━━━━━ Document segment ━━━━━

Education develops the foundation necessary for an individual to reach their potential. This is especially true for individuals with Down Syndrome. DSAA has a wealth of resources to assist educators and professionals to better serve children with Down syndrome. We offer a variety of publications and trainings, and are always only a call away.
DSAA Peer Program
We invite you to contact DSAA if you are interested in having someone visit your classroom to present a Peer Program education session. Peer presentations provide educators and families ideas on how to communicate to classmates about the differences, similarities and needs of individual with Down syndrome. Also included is afollow up letter (insert letter PDF) you can send home with students. For more information or to schedule a session email firstname.lastname@example.org. I’ve attached a sample training deck for you as an FYI about what the session could look like.
All About Me
Do you want to get to know your student with Down syndrome better? Invite your student's parents to complete the All About Me Booklet created by an affiliate group (Down Syndrome Guild of Greater Kansas City). The "All About Me Booklet" is designed to help parents introduce their child with Down syndrome to their teachers. This 12 page booklet helps teachers better understand likes/dislikes, communication needs, strengths and learning needs.

━━━━━

Tasks for this exercise ::
1 > According to the DSAA education page, what does the All About Me booklet help teachers better understand?
2 > Resume the DSAA education page after its last sentence and write what follows.

━━━━━ Data records ━━━━━

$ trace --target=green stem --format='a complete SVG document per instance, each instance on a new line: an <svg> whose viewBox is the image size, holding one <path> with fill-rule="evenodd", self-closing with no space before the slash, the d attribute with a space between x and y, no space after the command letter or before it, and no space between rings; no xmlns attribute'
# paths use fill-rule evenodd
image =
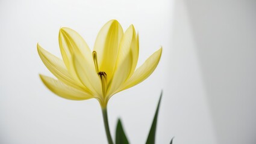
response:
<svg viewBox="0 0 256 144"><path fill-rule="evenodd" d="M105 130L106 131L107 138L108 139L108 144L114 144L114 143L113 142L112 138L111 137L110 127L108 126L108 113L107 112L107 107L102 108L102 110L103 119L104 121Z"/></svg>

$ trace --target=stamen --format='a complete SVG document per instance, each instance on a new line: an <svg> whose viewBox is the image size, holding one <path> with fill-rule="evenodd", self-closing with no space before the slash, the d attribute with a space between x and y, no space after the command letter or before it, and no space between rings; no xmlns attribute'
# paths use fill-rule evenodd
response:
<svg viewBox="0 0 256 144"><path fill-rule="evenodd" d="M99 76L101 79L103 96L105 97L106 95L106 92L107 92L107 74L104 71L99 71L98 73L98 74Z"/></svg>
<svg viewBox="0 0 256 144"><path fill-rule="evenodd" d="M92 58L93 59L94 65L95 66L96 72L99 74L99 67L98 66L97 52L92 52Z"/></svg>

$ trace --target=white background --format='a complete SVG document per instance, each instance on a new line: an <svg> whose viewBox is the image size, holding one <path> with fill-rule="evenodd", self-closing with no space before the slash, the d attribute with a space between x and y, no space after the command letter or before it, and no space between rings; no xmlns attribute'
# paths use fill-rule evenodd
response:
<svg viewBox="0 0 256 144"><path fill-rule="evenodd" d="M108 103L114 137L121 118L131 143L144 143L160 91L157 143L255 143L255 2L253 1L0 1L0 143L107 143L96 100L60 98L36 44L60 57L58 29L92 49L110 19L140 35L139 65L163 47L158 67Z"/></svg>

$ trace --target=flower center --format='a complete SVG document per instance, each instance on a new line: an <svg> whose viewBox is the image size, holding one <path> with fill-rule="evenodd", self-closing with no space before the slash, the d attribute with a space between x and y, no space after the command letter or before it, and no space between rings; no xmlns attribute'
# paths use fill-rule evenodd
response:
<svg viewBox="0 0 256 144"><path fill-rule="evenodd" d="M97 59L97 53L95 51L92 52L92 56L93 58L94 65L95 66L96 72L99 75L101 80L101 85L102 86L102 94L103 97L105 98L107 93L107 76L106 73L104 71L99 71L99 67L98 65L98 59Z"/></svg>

━━━━━

Results ::
1 >
- likes/dislikes
- communication needs
- strengths
- learning needs

2 >
What is IDEA?
IDEA or The Individuals with Disabilities Education Act (IDEA), is a law ensuring services to children with disabilities throughout the nation. IDEA governs how states and public agencies provide early intervention, special education and related services to more than 6.5 million eligible infants, toddlers, children and youth with disabilities.
In IDEA 2004 Congress defined the purpose of special education: "to ensure that all children with disabilities have available to them a free appropriate education that emphasizes special education and related services designed to meet their unique needs and prepare them for further education, employment and independent living" and "to ensure that the rights of children with disabilities and parents of such children are protected"... (Section 1400(d)).
Read more about the Individuals with Disabilities Education Act (IDEA)
What is an IEP?
Special education and related services necessary for each individual student is defined by their unique needs and is supported by an Individualized Education Program(IEP).
An IEP is a written statement for each child with a disability that is developed, reviewed, and revised. It is the road map that describes the student, where they need to go, and how they are going to get there. It must include a statement of the child's present levels of academic achievement and functional performance, a statement of measurable annual goals, a description of how and when the child's progress toward meeting the annual goals will be measured, a statement of the special education and related services and supplementary aides and services, among other important details.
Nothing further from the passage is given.